• [Supplied material]

-*-*-

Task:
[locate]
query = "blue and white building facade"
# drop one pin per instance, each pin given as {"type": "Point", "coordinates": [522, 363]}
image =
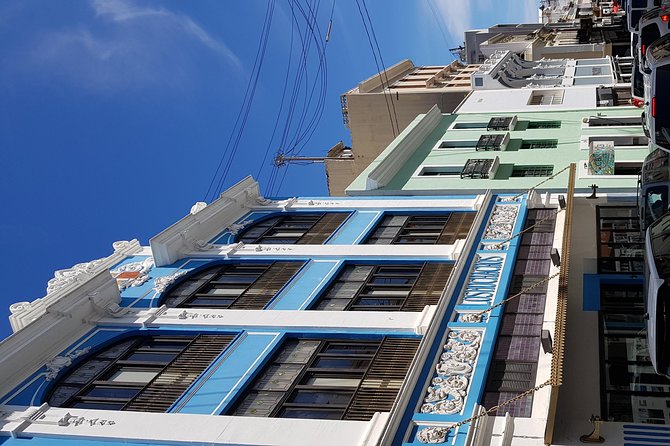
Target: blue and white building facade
{"type": "Point", "coordinates": [296, 321]}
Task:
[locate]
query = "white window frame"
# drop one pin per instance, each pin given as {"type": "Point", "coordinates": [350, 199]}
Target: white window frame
{"type": "Point", "coordinates": [418, 172]}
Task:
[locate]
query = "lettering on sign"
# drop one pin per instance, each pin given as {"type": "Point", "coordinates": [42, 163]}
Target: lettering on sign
{"type": "Point", "coordinates": [73, 420]}
{"type": "Point", "coordinates": [483, 280]}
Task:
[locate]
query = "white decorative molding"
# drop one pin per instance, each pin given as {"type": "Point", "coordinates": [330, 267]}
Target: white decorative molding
{"type": "Point", "coordinates": [193, 232]}
{"type": "Point", "coordinates": [133, 274]}
{"type": "Point", "coordinates": [198, 206]}
{"type": "Point", "coordinates": [64, 277]}
{"type": "Point", "coordinates": [325, 203]}
{"type": "Point", "coordinates": [161, 283]}
{"type": "Point", "coordinates": [69, 419]}
{"type": "Point", "coordinates": [471, 318]}
{"type": "Point", "coordinates": [235, 228]}
{"type": "Point", "coordinates": [450, 384]}
{"type": "Point", "coordinates": [501, 223]}
{"type": "Point", "coordinates": [395, 156]}
{"type": "Point", "coordinates": [432, 435]}
{"type": "Point", "coordinates": [264, 201]}
{"type": "Point", "coordinates": [57, 364]}
{"type": "Point", "coordinates": [67, 281]}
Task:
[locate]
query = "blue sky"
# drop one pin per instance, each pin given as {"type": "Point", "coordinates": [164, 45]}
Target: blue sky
{"type": "Point", "coordinates": [114, 114]}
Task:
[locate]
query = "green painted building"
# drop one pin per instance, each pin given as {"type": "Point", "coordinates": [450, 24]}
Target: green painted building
{"type": "Point", "coordinates": [460, 153]}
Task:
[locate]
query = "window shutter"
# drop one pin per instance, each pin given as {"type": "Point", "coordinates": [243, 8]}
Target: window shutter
{"type": "Point", "coordinates": [382, 382]}
{"type": "Point", "coordinates": [456, 228]}
{"type": "Point", "coordinates": [263, 290]}
{"type": "Point", "coordinates": [178, 376]}
{"type": "Point", "coordinates": [428, 287]}
{"type": "Point", "coordinates": [323, 228]}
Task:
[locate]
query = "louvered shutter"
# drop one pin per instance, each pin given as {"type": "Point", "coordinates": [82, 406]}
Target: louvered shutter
{"type": "Point", "coordinates": [323, 228]}
{"type": "Point", "coordinates": [382, 381]}
{"type": "Point", "coordinates": [266, 287]}
{"type": "Point", "coordinates": [428, 287]}
{"type": "Point", "coordinates": [178, 376]}
{"type": "Point", "coordinates": [456, 228]}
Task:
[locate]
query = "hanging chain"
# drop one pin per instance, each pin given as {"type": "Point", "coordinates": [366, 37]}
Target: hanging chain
{"type": "Point", "coordinates": [525, 290]}
{"type": "Point", "coordinates": [544, 181]}
{"type": "Point", "coordinates": [555, 213]}
{"type": "Point", "coordinates": [503, 404]}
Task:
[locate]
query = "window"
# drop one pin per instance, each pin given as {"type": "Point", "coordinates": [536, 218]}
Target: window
{"type": "Point", "coordinates": [440, 171]}
{"type": "Point", "coordinates": [615, 121]}
{"type": "Point", "coordinates": [544, 125]}
{"type": "Point", "coordinates": [612, 96]}
{"type": "Point", "coordinates": [622, 141]}
{"type": "Point", "coordinates": [143, 373]}
{"type": "Point", "coordinates": [249, 286]}
{"type": "Point", "coordinates": [620, 242]}
{"type": "Point", "coordinates": [506, 123]}
{"type": "Point", "coordinates": [408, 287]}
{"type": "Point", "coordinates": [479, 168]}
{"type": "Point", "coordinates": [428, 229]}
{"type": "Point", "coordinates": [627, 167]}
{"type": "Point", "coordinates": [539, 144]}
{"type": "Point", "coordinates": [532, 171]}
{"type": "Point", "coordinates": [458, 144]}
{"type": "Point", "coordinates": [490, 142]}
{"type": "Point", "coordinates": [546, 97]}
{"type": "Point", "coordinates": [334, 379]}
{"type": "Point", "coordinates": [294, 228]}
{"type": "Point", "coordinates": [470, 125]}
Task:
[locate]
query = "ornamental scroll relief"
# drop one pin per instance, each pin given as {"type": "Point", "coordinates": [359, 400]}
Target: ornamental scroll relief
{"type": "Point", "coordinates": [501, 223]}
{"type": "Point", "coordinates": [448, 390]}
{"type": "Point", "coordinates": [133, 274]}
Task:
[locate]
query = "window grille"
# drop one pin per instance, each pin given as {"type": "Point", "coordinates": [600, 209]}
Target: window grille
{"type": "Point", "coordinates": [329, 379]}
{"type": "Point", "coordinates": [477, 168]}
{"type": "Point", "coordinates": [532, 171]}
{"type": "Point", "coordinates": [544, 125]}
{"type": "Point", "coordinates": [490, 142]}
{"type": "Point", "coordinates": [248, 286]}
{"type": "Point", "coordinates": [546, 97]}
{"type": "Point", "coordinates": [144, 373]}
{"type": "Point", "coordinates": [428, 229]}
{"type": "Point", "coordinates": [499, 123]}
{"type": "Point", "coordinates": [295, 228]}
{"type": "Point", "coordinates": [408, 287]}
{"type": "Point", "coordinates": [529, 144]}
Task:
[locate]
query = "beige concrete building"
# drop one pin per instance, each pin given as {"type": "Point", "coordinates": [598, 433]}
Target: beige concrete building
{"type": "Point", "coordinates": [379, 108]}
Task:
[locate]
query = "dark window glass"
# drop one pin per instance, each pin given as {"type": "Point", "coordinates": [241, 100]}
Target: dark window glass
{"type": "Point", "coordinates": [529, 144]}
{"type": "Point", "coordinates": [328, 379]}
{"type": "Point", "coordinates": [422, 229]}
{"type": "Point", "coordinates": [532, 171]}
{"type": "Point", "coordinates": [544, 124]}
{"type": "Point", "coordinates": [300, 228]}
{"type": "Point", "coordinates": [145, 374]}
{"type": "Point", "coordinates": [386, 287]}
{"type": "Point", "coordinates": [232, 285]}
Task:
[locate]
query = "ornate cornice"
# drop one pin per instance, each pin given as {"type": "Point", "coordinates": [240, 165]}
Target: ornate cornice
{"type": "Point", "coordinates": [67, 281]}
{"type": "Point", "coordinates": [204, 222]}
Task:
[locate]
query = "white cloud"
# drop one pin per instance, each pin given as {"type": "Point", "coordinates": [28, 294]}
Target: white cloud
{"type": "Point", "coordinates": [457, 15]}
{"type": "Point", "coordinates": [126, 46]}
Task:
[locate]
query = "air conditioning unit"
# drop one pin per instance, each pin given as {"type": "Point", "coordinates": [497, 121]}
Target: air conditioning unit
{"type": "Point", "coordinates": [493, 142]}
{"type": "Point", "coordinates": [502, 123]}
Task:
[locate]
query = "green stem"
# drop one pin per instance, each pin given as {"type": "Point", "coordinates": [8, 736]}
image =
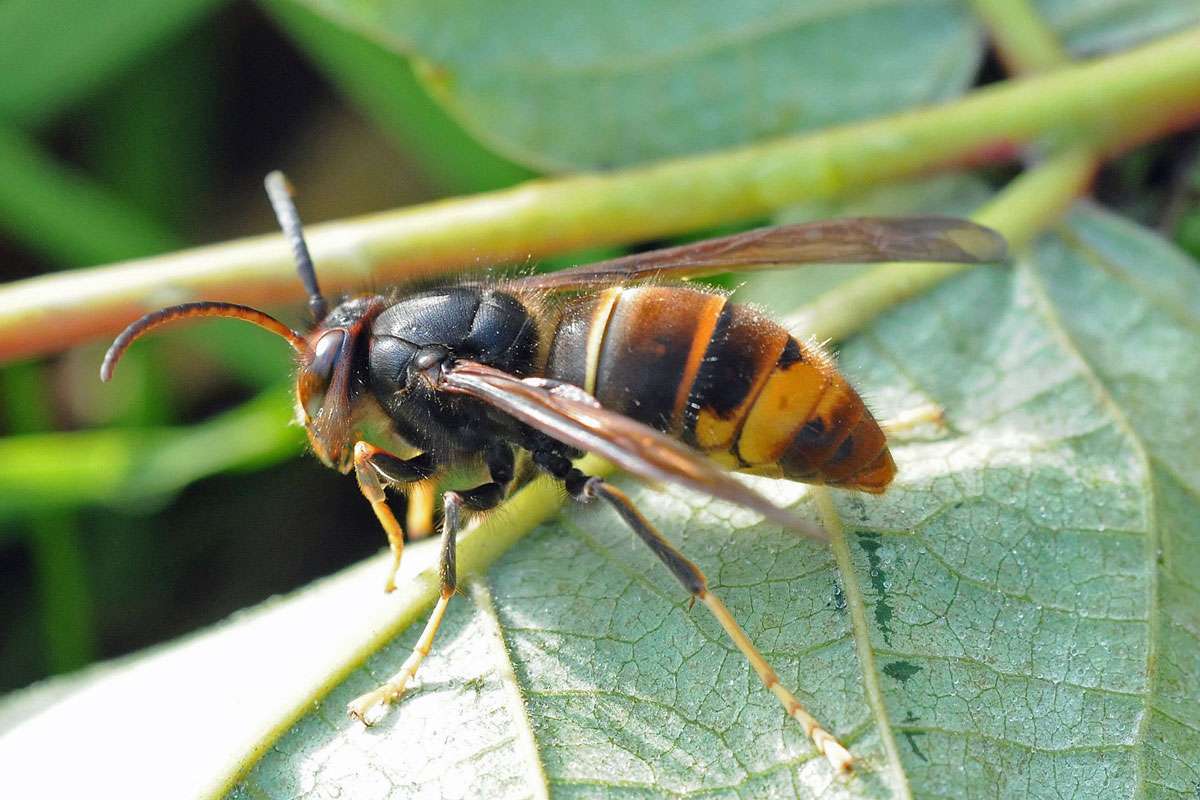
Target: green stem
{"type": "Point", "coordinates": [1026, 206]}
{"type": "Point", "coordinates": [1026, 44]}
{"type": "Point", "coordinates": [60, 571]}
{"type": "Point", "coordinates": [1110, 103]}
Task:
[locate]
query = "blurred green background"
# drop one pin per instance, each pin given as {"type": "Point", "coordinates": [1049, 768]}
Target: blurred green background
{"type": "Point", "coordinates": [139, 127]}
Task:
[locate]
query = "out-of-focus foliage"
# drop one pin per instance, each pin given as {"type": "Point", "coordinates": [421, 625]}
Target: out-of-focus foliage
{"type": "Point", "coordinates": [1041, 551]}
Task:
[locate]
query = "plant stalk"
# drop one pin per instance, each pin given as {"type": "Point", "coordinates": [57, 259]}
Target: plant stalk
{"type": "Point", "coordinates": [1109, 103]}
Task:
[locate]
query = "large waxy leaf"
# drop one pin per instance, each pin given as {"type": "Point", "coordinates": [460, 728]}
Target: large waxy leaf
{"type": "Point", "coordinates": [1089, 26]}
{"type": "Point", "coordinates": [612, 83]}
{"type": "Point", "coordinates": [1017, 618]}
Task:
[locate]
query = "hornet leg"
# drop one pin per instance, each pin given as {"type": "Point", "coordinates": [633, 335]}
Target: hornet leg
{"type": "Point", "coordinates": [370, 708]}
{"type": "Point", "coordinates": [582, 487]}
{"type": "Point", "coordinates": [375, 469]}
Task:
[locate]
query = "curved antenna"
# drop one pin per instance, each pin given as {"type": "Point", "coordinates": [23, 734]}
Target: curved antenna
{"type": "Point", "coordinates": [160, 318]}
{"type": "Point", "coordinates": [279, 190]}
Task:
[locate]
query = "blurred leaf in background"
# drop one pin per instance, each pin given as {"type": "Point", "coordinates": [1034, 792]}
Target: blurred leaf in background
{"type": "Point", "coordinates": [133, 512]}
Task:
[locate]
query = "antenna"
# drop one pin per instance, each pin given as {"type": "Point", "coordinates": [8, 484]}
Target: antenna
{"type": "Point", "coordinates": [279, 190]}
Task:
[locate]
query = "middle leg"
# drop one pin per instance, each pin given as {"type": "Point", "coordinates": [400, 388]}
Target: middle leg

-*-*-

• [Task brief] One line contains "Target: curved antenna". Return that line and every later line through the end of the listing above, exactly, and nothing else.

• [Answer below]
Target: curved antenna
{"type": "Point", "coordinates": [160, 318]}
{"type": "Point", "coordinates": [279, 190]}
Task:
[locate]
query = "blurred leaf in background"
# drop one pin per instance, each pin given as {"type": "Point", "coordinates": [1034, 792]}
Target: blurred leaf in background
{"type": "Point", "coordinates": [133, 512]}
Task:
[locate]
query = "antenna"
# drop one pin per instance, each pin given as {"type": "Point", "coordinates": [8, 484]}
Target: antenna
{"type": "Point", "coordinates": [279, 190]}
Task:
[locate]
query = "middle leg"
# drop one pin per instance, each pin given as {"type": "Point", "coordinates": [400, 388]}
Target: middle leg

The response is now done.